TASK OBJECTIVE:
Transcribe the lines from the one containing "target: tram roof" through the end of the records, both ends included.

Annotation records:
------------------------------------------------------------------------

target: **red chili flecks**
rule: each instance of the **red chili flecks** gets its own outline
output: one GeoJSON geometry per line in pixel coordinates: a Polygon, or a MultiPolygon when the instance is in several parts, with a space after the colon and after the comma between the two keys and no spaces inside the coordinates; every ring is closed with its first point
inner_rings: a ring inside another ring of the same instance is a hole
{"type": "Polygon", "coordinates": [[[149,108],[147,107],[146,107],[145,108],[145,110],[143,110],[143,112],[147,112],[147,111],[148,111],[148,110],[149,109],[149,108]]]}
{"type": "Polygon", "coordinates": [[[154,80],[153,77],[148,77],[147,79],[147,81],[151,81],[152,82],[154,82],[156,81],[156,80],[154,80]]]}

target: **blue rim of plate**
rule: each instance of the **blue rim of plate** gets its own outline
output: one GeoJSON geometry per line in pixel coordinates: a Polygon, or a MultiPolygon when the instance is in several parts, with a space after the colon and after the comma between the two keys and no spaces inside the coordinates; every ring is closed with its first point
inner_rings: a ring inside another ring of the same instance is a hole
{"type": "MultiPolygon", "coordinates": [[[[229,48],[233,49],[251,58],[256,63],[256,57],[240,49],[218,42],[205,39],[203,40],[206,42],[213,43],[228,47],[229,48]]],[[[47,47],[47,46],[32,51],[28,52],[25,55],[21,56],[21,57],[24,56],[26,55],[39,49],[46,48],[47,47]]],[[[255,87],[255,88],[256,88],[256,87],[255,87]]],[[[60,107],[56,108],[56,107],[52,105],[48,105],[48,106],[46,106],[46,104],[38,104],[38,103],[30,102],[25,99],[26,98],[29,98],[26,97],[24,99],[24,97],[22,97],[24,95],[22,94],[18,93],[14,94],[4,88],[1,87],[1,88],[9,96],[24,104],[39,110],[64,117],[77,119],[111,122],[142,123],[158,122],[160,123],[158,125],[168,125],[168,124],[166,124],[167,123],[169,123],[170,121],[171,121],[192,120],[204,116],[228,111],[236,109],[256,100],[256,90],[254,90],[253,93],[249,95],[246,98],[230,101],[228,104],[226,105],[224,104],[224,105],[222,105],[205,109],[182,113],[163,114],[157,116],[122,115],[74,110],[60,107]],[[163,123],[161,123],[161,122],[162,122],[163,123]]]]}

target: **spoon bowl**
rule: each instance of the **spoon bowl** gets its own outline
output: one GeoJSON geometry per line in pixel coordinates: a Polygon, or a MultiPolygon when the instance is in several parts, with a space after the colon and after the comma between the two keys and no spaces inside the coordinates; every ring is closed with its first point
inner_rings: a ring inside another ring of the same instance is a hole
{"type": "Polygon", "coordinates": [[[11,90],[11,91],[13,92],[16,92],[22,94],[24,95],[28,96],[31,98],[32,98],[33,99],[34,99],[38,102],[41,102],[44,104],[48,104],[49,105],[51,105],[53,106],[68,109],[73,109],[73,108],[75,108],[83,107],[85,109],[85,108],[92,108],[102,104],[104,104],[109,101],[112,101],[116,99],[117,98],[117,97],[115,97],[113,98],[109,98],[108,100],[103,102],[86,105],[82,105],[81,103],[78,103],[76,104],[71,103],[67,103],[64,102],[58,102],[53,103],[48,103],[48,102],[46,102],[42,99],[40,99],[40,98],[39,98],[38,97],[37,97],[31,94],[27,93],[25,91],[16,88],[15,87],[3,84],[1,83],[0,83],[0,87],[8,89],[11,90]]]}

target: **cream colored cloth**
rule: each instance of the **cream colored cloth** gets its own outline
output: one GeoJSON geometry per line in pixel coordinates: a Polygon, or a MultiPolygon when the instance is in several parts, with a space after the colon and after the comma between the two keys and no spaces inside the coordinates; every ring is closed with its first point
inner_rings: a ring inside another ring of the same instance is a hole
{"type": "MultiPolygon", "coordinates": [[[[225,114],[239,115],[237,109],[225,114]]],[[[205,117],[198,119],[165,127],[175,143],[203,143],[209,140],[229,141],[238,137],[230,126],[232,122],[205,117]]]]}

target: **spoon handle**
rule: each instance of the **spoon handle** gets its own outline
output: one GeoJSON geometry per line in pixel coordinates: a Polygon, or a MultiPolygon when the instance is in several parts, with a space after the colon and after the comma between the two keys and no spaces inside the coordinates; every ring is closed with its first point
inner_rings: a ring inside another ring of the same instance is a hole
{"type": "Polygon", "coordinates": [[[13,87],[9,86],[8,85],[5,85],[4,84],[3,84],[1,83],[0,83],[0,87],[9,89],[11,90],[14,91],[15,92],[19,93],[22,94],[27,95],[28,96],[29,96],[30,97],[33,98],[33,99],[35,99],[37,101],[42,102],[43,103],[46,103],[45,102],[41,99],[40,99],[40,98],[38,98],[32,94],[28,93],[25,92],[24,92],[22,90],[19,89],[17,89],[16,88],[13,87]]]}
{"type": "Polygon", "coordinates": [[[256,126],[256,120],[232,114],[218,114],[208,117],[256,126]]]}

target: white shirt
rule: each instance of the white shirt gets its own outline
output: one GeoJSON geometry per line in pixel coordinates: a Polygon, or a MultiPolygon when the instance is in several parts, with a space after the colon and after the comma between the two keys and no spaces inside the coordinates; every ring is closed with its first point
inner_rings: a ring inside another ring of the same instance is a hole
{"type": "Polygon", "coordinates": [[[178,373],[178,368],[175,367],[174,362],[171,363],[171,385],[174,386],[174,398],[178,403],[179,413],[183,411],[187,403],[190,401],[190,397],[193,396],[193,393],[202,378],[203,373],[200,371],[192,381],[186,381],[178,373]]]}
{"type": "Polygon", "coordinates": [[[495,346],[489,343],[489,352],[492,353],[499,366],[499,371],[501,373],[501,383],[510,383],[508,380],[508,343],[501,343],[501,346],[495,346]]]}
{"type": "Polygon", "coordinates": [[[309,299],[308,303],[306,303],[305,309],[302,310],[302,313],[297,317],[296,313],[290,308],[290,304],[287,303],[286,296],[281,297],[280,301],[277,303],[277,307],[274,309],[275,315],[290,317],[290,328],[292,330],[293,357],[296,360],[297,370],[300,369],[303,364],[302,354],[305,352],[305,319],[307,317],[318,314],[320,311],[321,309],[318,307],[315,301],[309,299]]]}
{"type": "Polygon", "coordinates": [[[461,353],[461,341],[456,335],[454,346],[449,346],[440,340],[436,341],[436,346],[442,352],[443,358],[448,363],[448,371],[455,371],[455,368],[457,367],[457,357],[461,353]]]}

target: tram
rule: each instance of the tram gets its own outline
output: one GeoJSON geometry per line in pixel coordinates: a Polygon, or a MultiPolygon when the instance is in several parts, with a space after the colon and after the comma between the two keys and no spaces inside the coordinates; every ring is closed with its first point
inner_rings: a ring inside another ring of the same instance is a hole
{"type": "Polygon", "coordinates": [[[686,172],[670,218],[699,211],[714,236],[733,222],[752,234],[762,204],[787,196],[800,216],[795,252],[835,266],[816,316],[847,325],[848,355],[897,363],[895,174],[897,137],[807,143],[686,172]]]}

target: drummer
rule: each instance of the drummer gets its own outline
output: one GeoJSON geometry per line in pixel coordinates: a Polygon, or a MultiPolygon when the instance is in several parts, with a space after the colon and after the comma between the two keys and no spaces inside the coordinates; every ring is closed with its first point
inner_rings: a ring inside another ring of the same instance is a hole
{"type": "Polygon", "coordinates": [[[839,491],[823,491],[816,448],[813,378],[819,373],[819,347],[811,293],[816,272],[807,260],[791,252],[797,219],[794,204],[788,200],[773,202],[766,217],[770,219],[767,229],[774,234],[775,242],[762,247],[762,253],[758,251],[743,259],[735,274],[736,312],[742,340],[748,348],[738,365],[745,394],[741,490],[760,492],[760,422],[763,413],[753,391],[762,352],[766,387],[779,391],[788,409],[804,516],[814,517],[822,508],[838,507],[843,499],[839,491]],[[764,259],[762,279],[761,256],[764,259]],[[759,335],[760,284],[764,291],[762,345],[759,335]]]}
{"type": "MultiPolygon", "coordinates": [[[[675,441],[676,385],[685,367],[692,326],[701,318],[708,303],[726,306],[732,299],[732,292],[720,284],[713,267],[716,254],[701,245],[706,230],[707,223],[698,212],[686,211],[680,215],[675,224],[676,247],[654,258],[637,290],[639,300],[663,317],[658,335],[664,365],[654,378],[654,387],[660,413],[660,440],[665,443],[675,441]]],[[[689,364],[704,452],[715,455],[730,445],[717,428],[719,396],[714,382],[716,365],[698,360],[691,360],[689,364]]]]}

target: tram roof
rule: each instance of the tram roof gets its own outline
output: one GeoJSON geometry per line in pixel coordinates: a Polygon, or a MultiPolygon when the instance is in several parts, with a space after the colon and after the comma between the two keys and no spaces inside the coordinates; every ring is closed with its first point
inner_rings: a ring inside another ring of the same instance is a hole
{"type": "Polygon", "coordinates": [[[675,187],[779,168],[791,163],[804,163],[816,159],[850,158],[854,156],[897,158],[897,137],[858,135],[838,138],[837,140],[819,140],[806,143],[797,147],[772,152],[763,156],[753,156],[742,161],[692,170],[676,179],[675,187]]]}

------------------------------------------------------------------------

RESPONSE:
target: tram roof
rule: each instance of the tram roof gets its own outline
output: one GeoJSON geometry per line in pixel coordinates: a Polygon, or a MultiPolygon when the instance is in several parts, with a space after the colon and after the comma between the two keys and no spaces inside the coordinates; every ring is closed with its first point
inner_rings: a ring inside another ring of the same instance is a hole
{"type": "Polygon", "coordinates": [[[675,187],[779,168],[791,163],[804,163],[816,159],[850,158],[854,156],[897,158],[897,137],[858,135],[838,138],[837,140],[819,140],[806,143],[797,147],[772,152],[763,156],[753,156],[742,161],[692,170],[676,179],[675,187]]]}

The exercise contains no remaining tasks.